■ Stated problem
Can you copy out every line of the records below, word for word, with each coordinate set unchanged?

Extracts from a box-labeled dataset
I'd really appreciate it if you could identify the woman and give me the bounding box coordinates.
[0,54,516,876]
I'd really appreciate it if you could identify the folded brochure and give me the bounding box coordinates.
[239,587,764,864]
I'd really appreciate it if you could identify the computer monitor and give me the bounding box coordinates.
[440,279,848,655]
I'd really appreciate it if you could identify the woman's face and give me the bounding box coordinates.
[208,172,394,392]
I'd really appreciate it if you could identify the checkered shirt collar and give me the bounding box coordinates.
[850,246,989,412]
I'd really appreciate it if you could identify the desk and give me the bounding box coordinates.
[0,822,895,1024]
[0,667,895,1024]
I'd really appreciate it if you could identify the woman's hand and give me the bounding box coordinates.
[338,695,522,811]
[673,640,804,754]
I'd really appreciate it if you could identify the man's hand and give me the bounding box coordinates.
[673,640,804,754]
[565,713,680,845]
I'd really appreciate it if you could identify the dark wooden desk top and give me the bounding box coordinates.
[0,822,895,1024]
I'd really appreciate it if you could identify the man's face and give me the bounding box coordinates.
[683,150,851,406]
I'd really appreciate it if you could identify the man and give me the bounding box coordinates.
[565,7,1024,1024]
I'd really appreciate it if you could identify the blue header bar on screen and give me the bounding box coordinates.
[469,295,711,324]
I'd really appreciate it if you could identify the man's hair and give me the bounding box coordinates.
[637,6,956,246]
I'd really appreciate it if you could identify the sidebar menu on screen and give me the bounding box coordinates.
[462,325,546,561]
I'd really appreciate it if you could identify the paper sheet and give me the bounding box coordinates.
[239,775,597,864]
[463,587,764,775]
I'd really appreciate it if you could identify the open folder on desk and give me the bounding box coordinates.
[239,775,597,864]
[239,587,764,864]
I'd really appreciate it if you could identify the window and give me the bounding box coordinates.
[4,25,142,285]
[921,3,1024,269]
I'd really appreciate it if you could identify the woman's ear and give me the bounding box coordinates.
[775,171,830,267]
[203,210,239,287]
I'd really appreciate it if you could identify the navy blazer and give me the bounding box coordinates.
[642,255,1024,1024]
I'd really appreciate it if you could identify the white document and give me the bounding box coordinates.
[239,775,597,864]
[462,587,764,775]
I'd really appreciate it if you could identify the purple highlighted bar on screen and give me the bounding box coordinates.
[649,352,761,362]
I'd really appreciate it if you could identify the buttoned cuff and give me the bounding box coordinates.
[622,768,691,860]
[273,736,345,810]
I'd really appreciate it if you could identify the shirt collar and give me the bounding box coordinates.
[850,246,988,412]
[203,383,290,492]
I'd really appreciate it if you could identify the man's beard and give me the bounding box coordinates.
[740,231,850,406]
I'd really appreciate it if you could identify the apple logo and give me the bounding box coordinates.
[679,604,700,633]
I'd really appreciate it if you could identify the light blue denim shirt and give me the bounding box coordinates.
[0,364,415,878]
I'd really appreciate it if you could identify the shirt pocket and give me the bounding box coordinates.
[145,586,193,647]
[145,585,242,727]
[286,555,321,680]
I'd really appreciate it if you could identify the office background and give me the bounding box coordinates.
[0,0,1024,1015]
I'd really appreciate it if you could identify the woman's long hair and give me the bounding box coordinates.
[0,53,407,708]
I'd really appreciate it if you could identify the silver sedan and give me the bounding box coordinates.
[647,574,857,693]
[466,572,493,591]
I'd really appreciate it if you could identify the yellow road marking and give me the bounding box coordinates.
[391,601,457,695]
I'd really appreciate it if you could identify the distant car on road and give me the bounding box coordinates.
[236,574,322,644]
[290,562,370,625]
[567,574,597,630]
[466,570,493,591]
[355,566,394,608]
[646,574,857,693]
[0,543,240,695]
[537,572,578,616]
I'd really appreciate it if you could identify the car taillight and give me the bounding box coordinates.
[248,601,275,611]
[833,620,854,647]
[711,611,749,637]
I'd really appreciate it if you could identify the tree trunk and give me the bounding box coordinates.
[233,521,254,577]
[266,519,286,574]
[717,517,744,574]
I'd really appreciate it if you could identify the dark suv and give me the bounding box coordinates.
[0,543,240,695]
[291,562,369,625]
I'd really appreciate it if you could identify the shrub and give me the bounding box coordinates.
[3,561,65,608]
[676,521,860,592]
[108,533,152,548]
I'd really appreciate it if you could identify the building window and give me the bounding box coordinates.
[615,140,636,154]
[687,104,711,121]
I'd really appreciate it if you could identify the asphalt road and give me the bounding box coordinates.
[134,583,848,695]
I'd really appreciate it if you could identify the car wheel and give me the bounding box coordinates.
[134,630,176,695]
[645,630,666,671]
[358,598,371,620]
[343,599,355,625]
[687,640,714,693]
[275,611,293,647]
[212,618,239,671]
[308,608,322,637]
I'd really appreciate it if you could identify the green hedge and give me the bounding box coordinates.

■ Problem solution
I'd really appreciate it if you could identify the woman and give me the bounding box coordinates.
[0,54,516,876]
I'd really appreciate it if you could identify the folded brochure and give me the bounding box coordinates.
[239,587,764,864]
I'd really appreciate it if you could identify the computer monitor and give me the bounding box coordinates.
[440,279,848,655]
I'd really appreciate it if you could identify the woman's face and give me the bounding box coordinates.
[208,172,394,392]
I'd really appreciate it if you could identify the checkered shirt collar and give me the bounding box coordinates.
[850,246,989,412]
I'd really appreciate it if you could identify the desk and give me the bounding box coordinates.
[0,822,895,1024]
[0,667,895,1024]
I'd really appreciate it if you could identify the woman's hand and give me the bounding box coordinates.
[338,695,522,811]
[673,640,804,754]
I'd really appreciate it if you could identify the man's hand and give me the bounding box coordinates.
[673,640,804,754]
[565,713,680,845]
I'd really appreciate it if you could identify the dark wooden desk top and give me the bounding box coordinates.
[0,822,895,1024]
I'd really appreciate it if you could identify the man's face and give me the bounding box coordinates.
[683,150,851,406]
I'd really appreciate it if you could identify the man and give me the bounding box coordinates.
[565,7,1024,1024]
I'd really appreciate it if you could identify the blue header bar on screen and give me the bounding box coordinates.
[469,295,711,324]
I'd really appreciate it if you could identify the man's hair and give me the bounding box coordinates.
[637,6,956,246]
I'd really appreciate it if you could identify the sidebar menu on screen and give me the bounding box coordinates.
[462,325,546,561]
I'd really appreciate it if you could identify the paper sheet and give me the bounding box coordinates.
[239,775,597,864]
[463,587,764,775]
I'd really appreciate it if you could identify the open folder on desk and give me the bounding box coordinates.
[239,775,597,864]
[239,587,764,864]
I'd really appreciate it if you could identify the window and give me the bounding box coordinates.
[4,25,142,285]
[921,3,1024,269]
I'd really appreciate it if you could identify the woman's ear and give me the bounding box coordinates.
[775,171,830,267]
[203,210,239,287]
I'd really appreciate it if you could identify the navy blazer and give me the bounding box coordinates.
[642,255,1024,1024]
I'd really appreciate it if you could identify the white document and give me the bounding box coordinates.
[239,775,597,864]
[462,587,764,775]
I'd really appreciate it if you could identify the purple highlighted bar on screen and give me the bounding box coordinates.
[649,352,761,362]
I'd really appreciate it if you could identify the buttoned cuff and give me the bounding box coordinates.
[622,768,691,860]
[273,736,345,810]
I'd really appreciate it if you could identify the shirt collar and give me the bounding box coordinates.
[850,246,988,412]
[203,383,290,492]
I'd really appreciate it if you could identify the man's beard and give me the bounding box coordinates.
[740,231,850,406]
I'd really appreciate it if you could identify the apple logo and give me the bounding box coordinates.
[679,604,700,633]
I'd really appreciate it if you could identify the light blue denim shirt and give me the bounding box coordinates.
[0,364,415,878]
I'd really appreciate it if you could identify the shirt pocket and give me the bounding box coordinates.
[145,586,193,647]
[145,585,242,727]
[286,555,321,680]
I'd really appreciate it if you could identify the office background and give me the bounding box coordinates.
[0,0,1024,1015]
I'd really appreciate it if you could identify the woman's long hair and give me the bounding box coordinates.
[0,53,407,708]
I'd really appreciate it if you could identify the silver sedan and give me the bounding box coordinates.
[647,574,857,693]
[466,572,493,591]
I'd really appreciate it if you could identify the yellow road marking and give me the bounding box coordinates.
[391,601,457,695]
I'd really appreciate it if you could identify the distant car on road and give me the bounding box coordinates.
[236,574,322,644]
[290,562,370,625]
[567,574,597,630]
[466,570,493,591]
[355,566,394,608]
[646,574,857,693]
[0,543,240,695]
[537,572,578,616]
I'd really appreciate it if you could identify the car taillight and give me the bounding box coordinates.
[248,601,275,611]
[833,620,854,647]
[711,611,749,637]
I'd really appreciate it if you could identify the tree trunk and give me the bounding box coordinates.
[233,521,254,577]
[266,519,286,574]
[717,517,744,574]
I'd really appreciate it if you could identify the dark suv and give me the bounding box coordinates.
[0,543,240,695]
[291,562,369,625]
I'd really appreciate it if you could identify the shrub and give me the bounding box coordinates.
[3,561,65,608]
[676,521,860,592]
[108,533,152,548]
I'd really appreciate it if you could identify the building window and give me the bounding box coordinates.
[615,140,636,154]
[687,104,711,121]
I'd really appreciate it if you could identify the asphalt road and give me the bounding box coordinates.
[134,583,848,695]
I'd really appreciate it if you could identify the car wheel and give me the bounding box coordinates.
[134,630,176,695]
[645,630,666,671]
[358,598,371,620]
[343,599,355,625]
[687,640,714,693]
[275,611,293,647]
[212,618,239,671]
[308,608,322,637]
I'd really appreciate it if you could identify the green hedge and give me the bounding box coordinates.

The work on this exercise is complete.